* **Exercise**
Arrange the lines below as a Markdown table with two columns, Number and Line, giving each line its own row with its row number. Leave out any blank lines.

* **Data for this task**
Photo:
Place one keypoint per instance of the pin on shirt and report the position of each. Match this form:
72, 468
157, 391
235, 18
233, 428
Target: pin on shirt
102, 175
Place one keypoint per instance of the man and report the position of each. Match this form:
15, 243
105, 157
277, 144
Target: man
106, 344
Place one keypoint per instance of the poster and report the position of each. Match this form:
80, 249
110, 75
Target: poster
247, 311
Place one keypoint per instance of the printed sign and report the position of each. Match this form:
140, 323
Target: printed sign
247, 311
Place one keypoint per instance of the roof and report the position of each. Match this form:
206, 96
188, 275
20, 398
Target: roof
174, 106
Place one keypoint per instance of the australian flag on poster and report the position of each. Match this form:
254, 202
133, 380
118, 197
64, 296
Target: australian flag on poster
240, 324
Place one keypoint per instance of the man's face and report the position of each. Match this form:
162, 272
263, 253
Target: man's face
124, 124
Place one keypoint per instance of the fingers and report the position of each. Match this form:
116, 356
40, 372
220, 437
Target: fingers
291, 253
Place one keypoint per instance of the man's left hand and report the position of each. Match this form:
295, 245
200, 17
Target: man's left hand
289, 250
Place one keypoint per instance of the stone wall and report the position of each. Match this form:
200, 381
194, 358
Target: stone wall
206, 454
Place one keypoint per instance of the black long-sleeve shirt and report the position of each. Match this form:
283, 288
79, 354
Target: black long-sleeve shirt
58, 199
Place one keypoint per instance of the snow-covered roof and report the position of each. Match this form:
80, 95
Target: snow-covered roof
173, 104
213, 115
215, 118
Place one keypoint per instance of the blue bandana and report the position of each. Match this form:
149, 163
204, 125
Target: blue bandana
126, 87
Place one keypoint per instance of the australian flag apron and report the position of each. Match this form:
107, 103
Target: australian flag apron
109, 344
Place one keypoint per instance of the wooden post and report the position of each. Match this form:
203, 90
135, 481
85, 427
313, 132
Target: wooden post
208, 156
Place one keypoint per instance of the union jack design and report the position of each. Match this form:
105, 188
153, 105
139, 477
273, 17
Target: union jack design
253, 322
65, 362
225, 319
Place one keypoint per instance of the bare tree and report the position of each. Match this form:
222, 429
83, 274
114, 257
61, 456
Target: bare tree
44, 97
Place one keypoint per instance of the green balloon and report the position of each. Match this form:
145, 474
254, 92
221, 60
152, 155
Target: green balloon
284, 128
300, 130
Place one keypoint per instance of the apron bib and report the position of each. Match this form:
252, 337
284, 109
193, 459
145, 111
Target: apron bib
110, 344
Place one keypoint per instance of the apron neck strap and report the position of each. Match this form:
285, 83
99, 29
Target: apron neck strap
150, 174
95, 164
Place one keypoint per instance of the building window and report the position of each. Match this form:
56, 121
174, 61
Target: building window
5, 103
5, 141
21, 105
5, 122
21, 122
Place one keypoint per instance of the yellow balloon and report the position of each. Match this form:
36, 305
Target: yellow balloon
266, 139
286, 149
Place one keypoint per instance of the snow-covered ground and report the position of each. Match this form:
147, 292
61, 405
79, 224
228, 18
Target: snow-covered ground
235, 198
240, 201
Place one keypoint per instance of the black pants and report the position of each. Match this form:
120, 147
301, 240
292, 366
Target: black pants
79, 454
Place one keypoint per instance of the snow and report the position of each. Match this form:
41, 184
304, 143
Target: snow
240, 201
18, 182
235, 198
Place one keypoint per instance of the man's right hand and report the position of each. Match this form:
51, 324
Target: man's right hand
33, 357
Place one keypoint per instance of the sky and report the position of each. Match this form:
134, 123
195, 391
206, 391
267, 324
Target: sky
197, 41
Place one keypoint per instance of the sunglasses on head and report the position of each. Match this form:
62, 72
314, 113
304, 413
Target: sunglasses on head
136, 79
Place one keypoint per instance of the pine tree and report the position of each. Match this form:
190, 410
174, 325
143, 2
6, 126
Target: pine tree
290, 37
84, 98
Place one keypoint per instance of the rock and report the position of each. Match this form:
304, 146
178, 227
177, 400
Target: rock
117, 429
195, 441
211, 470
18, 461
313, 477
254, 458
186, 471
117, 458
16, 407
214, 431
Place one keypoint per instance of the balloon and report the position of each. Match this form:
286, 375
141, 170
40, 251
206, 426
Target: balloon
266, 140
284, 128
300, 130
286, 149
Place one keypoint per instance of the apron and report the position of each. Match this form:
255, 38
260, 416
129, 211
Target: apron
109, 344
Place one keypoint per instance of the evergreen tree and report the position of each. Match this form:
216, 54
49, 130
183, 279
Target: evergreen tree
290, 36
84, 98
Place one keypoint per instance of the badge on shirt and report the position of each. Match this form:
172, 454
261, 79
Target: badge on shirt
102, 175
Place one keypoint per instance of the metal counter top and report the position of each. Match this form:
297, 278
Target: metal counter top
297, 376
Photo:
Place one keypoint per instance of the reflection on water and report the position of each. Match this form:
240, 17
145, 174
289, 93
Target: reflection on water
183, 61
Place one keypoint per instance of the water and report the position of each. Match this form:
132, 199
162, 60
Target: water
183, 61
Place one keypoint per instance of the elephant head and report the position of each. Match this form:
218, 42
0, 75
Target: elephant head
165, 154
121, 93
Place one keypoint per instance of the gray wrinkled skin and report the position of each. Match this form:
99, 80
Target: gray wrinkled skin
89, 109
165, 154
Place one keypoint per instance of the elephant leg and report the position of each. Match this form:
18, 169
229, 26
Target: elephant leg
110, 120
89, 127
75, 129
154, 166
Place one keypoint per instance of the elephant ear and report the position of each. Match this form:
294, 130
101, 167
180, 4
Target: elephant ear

* **Problem solution**
| Number | Line |
|---|---|
| 1 | Photo: |
| 2 | Place one keypoint per instance of the pin on shirt and report the position of each. Match this form: |
| 3 | 72, 468 |
| 4 | 157, 391 |
| 5 | 235, 18 |
| 6 | 233, 428 |
| 7 | Target: pin on shirt |
| 8 | 102, 175 |
| 9 | Place one keypoint per instance of the man and report the position of each. Match this form: |
| 10 | 15, 243 |
| 11 | 105, 157 |
| 12 | 277, 144 |
| 13 | Target: man |
| 14 | 106, 344 |
| 15 | Place one keypoint per instance of the poster and report the position of each. Match this form: |
| 16 | 80, 249 |
| 17 | 110, 75 |
| 18 | Target: poster |
| 19 | 247, 311 |
| 20 | Place one keypoint per instance of the printed sign and report the position of each. Match this form: |
| 21 | 140, 323 |
| 22 | Target: printed sign |
| 23 | 247, 311 |
| 24 | Place one keypoint per instance of the roof and report the position of each. Match this form: |
| 25 | 206, 96 |
| 26 | 188, 275 |
| 27 | 20, 398 |
| 28 | Target: roof |
| 29 | 174, 106 |
| 30 | Place one keypoint per instance of the australian flag on poster and report the position of each. Match this form: |
| 31 | 254, 202 |
| 32 | 133, 380 |
| 33 | 118, 197 |
| 34 | 64, 296 |
| 35 | Target: australian flag on poster |
| 36 | 240, 324 |
| 37 | Place one keypoint per instance of the man's face and report the position of each. Match this form: |
| 38 | 162, 272 |
| 39 | 263, 253 |
| 40 | Target: man's face |
| 41 | 124, 124 |
| 42 | Place one keypoint per instance of the fingers and report the position of each. Match this form: |
| 43 | 116, 356 |
| 44 | 40, 372 |
| 45 | 220, 437 |
| 46 | Target: fingers |
| 47 | 291, 253 |
| 48 | Place one keypoint per instance of the man's left hand and report the position of each. Match this form: |
| 49 | 295, 245 |
| 50 | 200, 17 |
| 51 | Target: man's left hand |
| 52 | 289, 250 |
| 53 | Place one keypoint per instance of the stone wall and report the position of each. Match this form: |
| 54 | 200, 381 |
| 55 | 194, 358 |
| 56 | Target: stone wall |
| 57 | 206, 454 |
| 58 | Place one keypoint per instance of the black long-sleeve shirt and report the position of each. Match this form: |
| 59 | 283, 288 |
| 60 | 79, 354 |
| 61 | Target: black long-sleeve shirt |
| 62 | 58, 199 |
| 63 | Place one keypoint per instance of the snow-covered roof and report the position of each. Match this form: |
| 64 | 80, 95 |
| 65 | Target: snow-covered roof |
| 66 | 173, 104 |
| 67 | 213, 115 |
| 68 | 215, 118 |
| 69 | Place one keypoint per instance of the blue bandana and report the position of each. Match this form: |
| 70 | 149, 163 |
| 71 | 204, 125 |
| 72 | Target: blue bandana |
| 73 | 126, 87 |
| 74 | Place one keypoint per instance of the australian flag apron and report the position of each. Match this form: |
| 75 | 107, 103 |
| 76 | Target: australian flag apron |
| 77 | 109, 344 |
| 78 | Place one keypoint per instance of the wooden post and report the position of each. Match this form: |
| 79 | 203, 90 |
| 80 | 135, 481 |
| 81 | 85, 427 |
| 82 | 313, 132 |
| 83 | Target: wooden post |
| 84 | 208, 156 |
| 85 | Place one keypoint per instance of the union jack design and report the position of each. Match this form: |
| 86 | 105, 188 |
| 87 | 153, 105 |
| 88 | 139, 477 |
| 89 | 273, 17 |
| 90 | Target: union jack design |
| 91 | 253, 322 |
| 92 | 65, 362 |
| 93 | 225, 319 |
| 94 | Place one keypoint per instance of the bare tree and report the position of each. Match this form: |
| 95 | 222, 429 |
| 96 | 83, 274 |
| 97 | 114, 257 |
| 98 | 61, 456 |
| 99 | Target: bare tree |
| 100 | 44, 97 |
| 101 | Place one keypoint per instance of the green balloon and report the position of each. Match this form: |
| 102 | 145, 474 |
| 103 | 254, 92 |
| 104 | 221, 60 |
| 105 | 152, 155 |
| 106 | Target: green balloon |
| 107 | 284, 128 |
| 108 | 300, 130 |
| 109 | Place one keypoint per instance of the apron bib and report the position of each. Match this form: |
| 110 | 252, 337 |
| 111 | 284, 109 |
| 112 | 193, 459 |
| 113 | 145, 111 |
| 114 | Target: apron bib |
| 115 | 110, 344 |
| 116 | Place one keypoint per instance of the apron neck strap and report the position of each. Match this form: |
| 117 | 285, 83 |
| 118 | 99, 29 |
| 119 | Target: apron neck strap |
| 120 | 150, 174 |
| 121 | 95, 164 |
| 122 | Place one keypoint per instance of the building window and report the position of each. Match this form: |
| 123 | 56, 121 |
| 124 | 174, 61 |
| 125 | Target: building window |
| 126 | 5, 103 |
| 127 | 5, 141 |
| 128 | 21, 105 |
| 129 | 5, 122 |
| 130 | 21, 122 |
| 131 | Place one keypoint per instance of the yellow balloon and report the position of each. Match this form: |
| 132 | 36, 305 |
| 133 | Target: yellow balloon |
| 134 | 266, 139 |
| 135 | 286, 149 |
| 136 | Place one keypoint per instance of the snow-covered ground and report the position of each. Match this form: |
| 137 | 147, 292 |
| 138 | 61, 405 |
| 139 | 79, 224 |
| 140 | 228, 18 |
| 141 | Target: snow-covered ground |
| 142 | 235, 198 |
| 143 | 240, 201 |
| 144 | Place one keypoint per instance of the black pants and report the position of each. Match this form: |
| 145 | 120, 147 |
| 146 | 301, 240 |
| 147 | 292, 366 |
| 148 | Target: black pants |
| 149 | 79, 454 |
| 150 | Place one keypoint per instance of the snow and report the position of each. Match this form: |
| 151 | 41, 184 |
| 152 | 304, 143 |
| 153 | Target: snow |
| 154 | 240, 201 |
| 155 | 18, 182 |
| 156 | 235, 198 |
| 157 | Place one keypoint per instance of the man's right hand and report the position of each. Match this form: |
| 158 | 51, 324 |
| 159 | Target: man's right hand |
| 160 | 33, 357 |
| 161 | Place one keypoint per instance of the sky and report the position of each. Match this form: |
| 162 | 134, 123 |
| 163 | 195, 391 |
| 164 | 206, 391 |
| 165 | 267, 324 |
| 166 | Target: sky |
| 167 | 197, 41 |
| 168 | Place one keypoint per instance of the sunglasses on head and report the position of each. Match this form: |
| 169 | 62, 72 |
| 170 | 314, 113 |
| 171 | 304, 413 |
| 172 | Target: sunglasses on head |
| 173 | 136, 79 |
| 174 | Place one keypoint per instance of the pine tree and report the position of each. Match this form: |
| 175 | 190, 410 |
| 176 | 174, 325 |
| 177 | 143, 2 |
| 178 | 6, 126 |
| 179 | Target: pine tree |
| 180 | 290, 37 |
| 181 | 84, 98 |
| 182 | Place one keypoint per instance of the rock and report the position of each. Match this form: |
| 183 | 304, 146 |
| 184 | 178, 227 |
| 185 | 177, 400 |
| 186 | Target: rock |
| 187 | 117, 429 |
| 188 | 195, 441 |
| 189 | 211, 470 |
| 190 | 18, 461 |
| 191 | 313, 477 |
| 192 | 254, 458 |
| 193 | 186, 471 |
| 194 | 117, 458 |
| 195 | 16, 407 |
| 196 | 214, 431 |
| 197 | Place one keypoint per instance of the balloon and report the position of each. Match this form: |
| 198 | 286, 375 |
| 199 | 141, 170 |
| 200 | 40, 251 |
| 201 | 206, 426 |
| 202 | Target: balloon |
| 203 | 266, 140 |
| 204 | 284, 128 |
| 205 | 300, 130 |
| 206 | 286, 149 |
| 207 | Place one keypoint per instance of the apron and report the position of each. Match this form: |
| 208 | 255, 38 |
| 209 | 260, 416 |
| 210 | 129, 211 |
| 211 | Target: apron |
| 212 | 109, 344 |
| 213 | Place one keypoint per instance of the evergreen tree and report the position of each. Match this form: |
| 214 | 216, 54 |
| 215 | 49, 130 |
| 216 | 183, 279 |
| 217 | Target: evergreen tree |
| 218 | 290, 36 |
| 219 | 84, 98 |
| 220 | Place one keypoint per instance of the badge on shirt and report the position of each. Match this form: |
| 221 | 172, 454 |
| 222 | 261, 79 |
| 223 | Target: badge on shirt |
| 224 | 102, 175 |
| 225 | Place one keypoint per instance of the metal counter top and report the position of each. Match this form: |
| 226 | 297, 278 |
| 227 | Target: metal counter top |
| 228 | 297, 376 |
| 229 | Photo: |
| 230 | Place one keypoint per instance of the reflection on water and report the position of each. Match this form: |
| 231 | 240, 17 |
| 232 | 145, 174 |
| 233 | 289, 93 |
| 234 | Target: reflection on water |
| 235 | 183, 61 |
| 236 | Place one keypoint per instance of the water and report the position of each. Match this form: |
| 237 | 132, 199 |
| 238 | 162, 60 |
| 239 | Target: water |
| 240 | 183, 61 |
| 241 | Place one keypoint per instance of the elephant head and report the position of each. Match this form: |
| 242 | 218, 42 |
| 243 | 0, 75 |
| 244 | Target: elephant head |
| 245 | 165, 154 |
| 246 | 121, 93 |
| 247 | Place one keypoint per instance of the gray wrinkled skin and report the position of each. Match this form: |
| 248 | 99, 80 |
| 249 | Target: gray wrinkled skin |
| 250 | 89, 109 |
| 251 | 165, 154 |
| 252 | Place one keypoint per instance of the elephant leg and report the position of each. Match this form: |
| 253 | 18, 169 |
| 254 | 229, 26 |
| 255 | Target: elephant leg |
| 256 | 110, 120 |
| 257 | 89, 127 |
| 258 | 75, 129 |
| 259 | 154, 166 |
| 260 | Place one keypoint per instance of the elephant ear and report the position of each. Match this form: |
| 261 | 294, 130 |
| 262 | 101, 167 |
| 263 | 180, 4 |
| 264 | Target: elephant ear |